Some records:
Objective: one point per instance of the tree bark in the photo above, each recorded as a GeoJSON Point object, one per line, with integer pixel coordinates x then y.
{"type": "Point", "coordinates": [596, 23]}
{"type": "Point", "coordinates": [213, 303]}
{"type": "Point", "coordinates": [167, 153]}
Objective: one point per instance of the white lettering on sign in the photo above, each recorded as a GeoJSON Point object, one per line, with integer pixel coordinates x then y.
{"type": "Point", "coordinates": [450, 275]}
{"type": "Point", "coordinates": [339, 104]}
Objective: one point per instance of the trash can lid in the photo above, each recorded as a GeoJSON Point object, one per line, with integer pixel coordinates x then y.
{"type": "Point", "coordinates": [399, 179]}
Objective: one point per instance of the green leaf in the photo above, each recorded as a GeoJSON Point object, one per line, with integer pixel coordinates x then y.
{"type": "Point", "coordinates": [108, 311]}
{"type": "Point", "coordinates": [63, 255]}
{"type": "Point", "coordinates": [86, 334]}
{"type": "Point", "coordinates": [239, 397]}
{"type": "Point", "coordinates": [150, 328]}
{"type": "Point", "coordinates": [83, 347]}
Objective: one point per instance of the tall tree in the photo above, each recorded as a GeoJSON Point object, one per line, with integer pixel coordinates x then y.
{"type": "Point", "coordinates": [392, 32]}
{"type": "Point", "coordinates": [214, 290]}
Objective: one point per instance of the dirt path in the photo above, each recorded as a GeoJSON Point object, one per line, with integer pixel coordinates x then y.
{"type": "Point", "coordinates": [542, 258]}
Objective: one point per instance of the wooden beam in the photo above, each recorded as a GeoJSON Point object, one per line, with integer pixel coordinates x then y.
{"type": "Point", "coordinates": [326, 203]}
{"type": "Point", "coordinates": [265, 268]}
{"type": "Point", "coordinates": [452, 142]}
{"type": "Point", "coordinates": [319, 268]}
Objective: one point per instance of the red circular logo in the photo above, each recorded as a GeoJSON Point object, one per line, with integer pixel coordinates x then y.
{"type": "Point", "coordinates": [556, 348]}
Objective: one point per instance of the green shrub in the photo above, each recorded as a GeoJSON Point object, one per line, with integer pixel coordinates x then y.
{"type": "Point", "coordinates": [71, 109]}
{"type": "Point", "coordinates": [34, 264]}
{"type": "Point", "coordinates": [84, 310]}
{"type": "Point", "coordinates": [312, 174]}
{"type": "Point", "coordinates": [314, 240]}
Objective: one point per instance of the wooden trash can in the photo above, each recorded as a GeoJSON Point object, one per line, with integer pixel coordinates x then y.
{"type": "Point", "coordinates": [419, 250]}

Written exercise » Put each line of the listing above into a Markdown table with two columns, Row and Line. Number the rows and leave out any blank lines.

Final result »
| Row | Line |
|---|---|
| 1 | Objective: one point per instance of the tree bark in the photo above, each recorded as a GeoJSON Point object, one per line, with integer pixel coordinates x then y. |
| 2 | {"type": "Point", "coordinates": [596, 23]} |
| 3 | {"type": "Point", "coordinates": [213, 303]} |
| 4 | {"type": "Point", "coordinates": [167, 153]} |
| 5 | Objective: one point per instance of the white lettering on sign in the photo above, each recorded as a GeoJSON Point object, one per line, with integer pixel coordinates x then y. |
| 6 | {"type": "Point", "coordinates": [450, 275]} |
| 7 | {"type": "Point", "coordinates": [339, 104]} |
| 8 | Objective: one point per instance of the trash can lid in the photo above, each recorded as a GeoJSON Point object, one per line, with integer pixel coordinates x then y. |
| 9 | {"type": "Point", "coordinates": [399, 179]} |
| 10 | Objective: one point per instance of the green leaf in the photo above, each recorded as a GeoJSON Point object, one per line, with integer pixel coordinates x then y. |
| 11 | {"type": "Point", "coordinates": [108, 311]} |
| 12 | {"type": "Point", "coordinates": [63, 255]} |
| 13 | {"type": "Point", "coordinates": [86, 334]} |
| 14 | {"type": "Point", "coordinates": [239, 397]} |
| 15 | {"type": "Point", "coordinates": [150, 328]} |
| 16 | {"type": "Point", "coordinates": [83, 347]} |
| 17 | Objective: one point per instance of the tall tree in the photo above, each recorded as a GeoJSON Point object, one per line, with integer pixel coordinates x then y. |
| 18 | {"type": "Point", "coordinates": [392, 32]} |
| 19 | {"type": "Point", "coordinates": [214, 290]} |
| 20 | Objective: one point per instance of the dirt path in the photo above, each recorded as a GeoJSON Point object, one per line, with integer pixel coordinates x then y. |
| 21 | {"type": "Point", "coordinates": [542, 258]} |
| 22 | Objective: one point per instance of the wooden beam in the photo above, each recorded as a GeoJSON Point object, one per line, with integer pixel coordinates x then y. |
| 23 | {"type": "Point", "coordinates": [326, 203]} |
| 24 | {"type": "Point", "coordinates": [265, 268]} |
| 25 | {"type": "Point", "coordinates": [452, 142]} |
| 26 | {"type": "Point", "coordinates": [319, 268]} |
| 27 | Objective: one point per instance of the red circular logo in the photo above, each recorded as a GeoJSON Point object, one per line, with integer pixel coordinates x then y. |
| 28 | {"type": "Point", "coordinates": [556, 348]} |
| 29 | Objective: one point per instance of the green shrub in the photo above, each recorded as a GeoJSON Point object, one per line, with integer pixel coordinates x then y. |
| 30 | {"type": "Point", "coordinates": [71, 109]} |
| 31 | {"type": "Point", "coordinates": [34, 264]} |
| 32 | {"type": "Point", "coordinates": [84, 310]} |
| 33 | {"type": "Point", "coordinates": [312, 174]} |
| 34 | {"type": "Point", "coordinates": [314, 240]} |
| 35 | Objective: one point per instance of the wooden trash can in the photo above, each recorded as a GeoJSON Point object, one per line, with integer pixel coordinates x then y. |
| 36 | {"type": "Point", "coordinates": [419, 250]} |